(EXCERPTED DATA Opens)
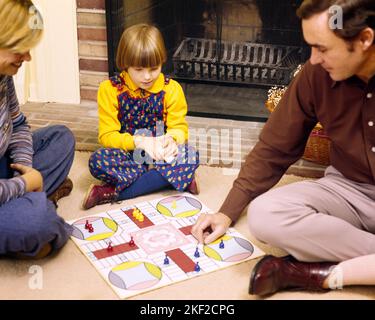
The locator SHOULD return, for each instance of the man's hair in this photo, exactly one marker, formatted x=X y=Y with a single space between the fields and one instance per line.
(EXCERPTED DATA Closes)
(EXCERPTED DATA Opens)
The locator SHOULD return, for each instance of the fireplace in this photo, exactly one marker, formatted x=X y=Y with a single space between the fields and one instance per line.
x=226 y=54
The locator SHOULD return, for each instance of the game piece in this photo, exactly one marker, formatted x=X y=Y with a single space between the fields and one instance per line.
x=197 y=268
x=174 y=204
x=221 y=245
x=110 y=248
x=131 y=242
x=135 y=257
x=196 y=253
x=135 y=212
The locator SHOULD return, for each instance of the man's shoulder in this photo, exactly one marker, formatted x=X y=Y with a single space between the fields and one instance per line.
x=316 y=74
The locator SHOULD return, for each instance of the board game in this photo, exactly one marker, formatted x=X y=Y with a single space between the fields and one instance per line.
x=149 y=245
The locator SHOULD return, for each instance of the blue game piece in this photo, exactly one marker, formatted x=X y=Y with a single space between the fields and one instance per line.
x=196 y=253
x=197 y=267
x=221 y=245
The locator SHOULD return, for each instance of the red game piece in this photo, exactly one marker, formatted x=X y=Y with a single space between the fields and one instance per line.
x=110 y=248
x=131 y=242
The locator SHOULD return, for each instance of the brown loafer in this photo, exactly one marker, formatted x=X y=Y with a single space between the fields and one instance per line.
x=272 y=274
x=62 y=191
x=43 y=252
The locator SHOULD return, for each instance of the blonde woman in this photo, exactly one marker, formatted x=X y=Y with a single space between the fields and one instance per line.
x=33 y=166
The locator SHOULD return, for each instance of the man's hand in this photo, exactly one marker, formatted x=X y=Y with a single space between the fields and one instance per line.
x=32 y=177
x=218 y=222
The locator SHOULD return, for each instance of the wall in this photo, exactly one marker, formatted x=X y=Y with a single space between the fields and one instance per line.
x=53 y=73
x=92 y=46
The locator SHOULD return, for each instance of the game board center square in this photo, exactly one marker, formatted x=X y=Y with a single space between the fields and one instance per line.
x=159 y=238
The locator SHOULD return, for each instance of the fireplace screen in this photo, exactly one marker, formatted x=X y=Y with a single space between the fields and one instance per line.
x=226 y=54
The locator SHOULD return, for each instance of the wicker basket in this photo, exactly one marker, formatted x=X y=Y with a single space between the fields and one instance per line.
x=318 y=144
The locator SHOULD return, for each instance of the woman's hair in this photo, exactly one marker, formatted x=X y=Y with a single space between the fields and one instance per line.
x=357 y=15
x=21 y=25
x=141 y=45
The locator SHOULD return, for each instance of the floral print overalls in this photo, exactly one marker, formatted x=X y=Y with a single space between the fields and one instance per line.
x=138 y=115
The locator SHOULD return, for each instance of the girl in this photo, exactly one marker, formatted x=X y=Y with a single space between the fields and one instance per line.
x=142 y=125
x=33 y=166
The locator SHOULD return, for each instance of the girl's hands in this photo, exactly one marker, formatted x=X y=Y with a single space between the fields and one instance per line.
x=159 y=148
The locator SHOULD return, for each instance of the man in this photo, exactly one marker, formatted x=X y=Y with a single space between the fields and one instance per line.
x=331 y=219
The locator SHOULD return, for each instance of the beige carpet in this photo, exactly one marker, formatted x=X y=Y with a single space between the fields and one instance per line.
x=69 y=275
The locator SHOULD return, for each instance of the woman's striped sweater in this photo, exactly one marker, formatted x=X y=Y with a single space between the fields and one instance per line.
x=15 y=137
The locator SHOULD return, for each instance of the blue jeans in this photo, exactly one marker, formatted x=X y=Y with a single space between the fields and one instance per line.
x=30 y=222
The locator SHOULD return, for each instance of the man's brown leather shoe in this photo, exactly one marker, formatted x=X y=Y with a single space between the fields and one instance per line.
(EXCERPTED DATA Closes)
**INSTRUCTIONS TO FOLLOW**
Within the data above, the lines from the one with "The locator SHOULD return, for each instance of the girl in" to the one with "The locator SHOULD return, for each instance of the man's brown" must be repeated exactly; no other line belongs in the answer.

**RESPONSE BOX**
The locator SHOULD return, for each instance of the girl in this photo, exactly one marker, formatted x=X y=Y with a single space between the fields and one instance per line.
x=142 y=125
x=33 y=166
The locator SHOULD return, for each instance of the girl's hands in this photo, exactly one marker, formatted x=X y=Y with a single space between the fields and one instance per line.
x=159 y=148
The locator SHOULD return, for each instance of the man in this photo, exactly one marker, formatted x=X y=Y with a single space between the fields and one instance per line.
x=331 y=219
The locator SHOULD return, for each instance of the beige carpet in this photo, exactly one marker, formatted x=X y=Y with a single space between the fields and one instance per line.
x=69 y=275
The locator SHOULD return, for each instance of the woman's striped sweater in this photo, exactly one marker, formatted x=X y=Y with a single space between the fields and one instance per line.
x=15 y=137
The locator SHOULD return, for each instance of the blue jeans in this photo, exactly one marker, formatted x=X y=Y with a single space between the fields and one instance per line.
x=30 y=222
The locator SHOULD return, for each instance of the man's brown leather shoe in this photo, exactly one marker, formatted x=X y=Y with a single space between the fields and one instance per line.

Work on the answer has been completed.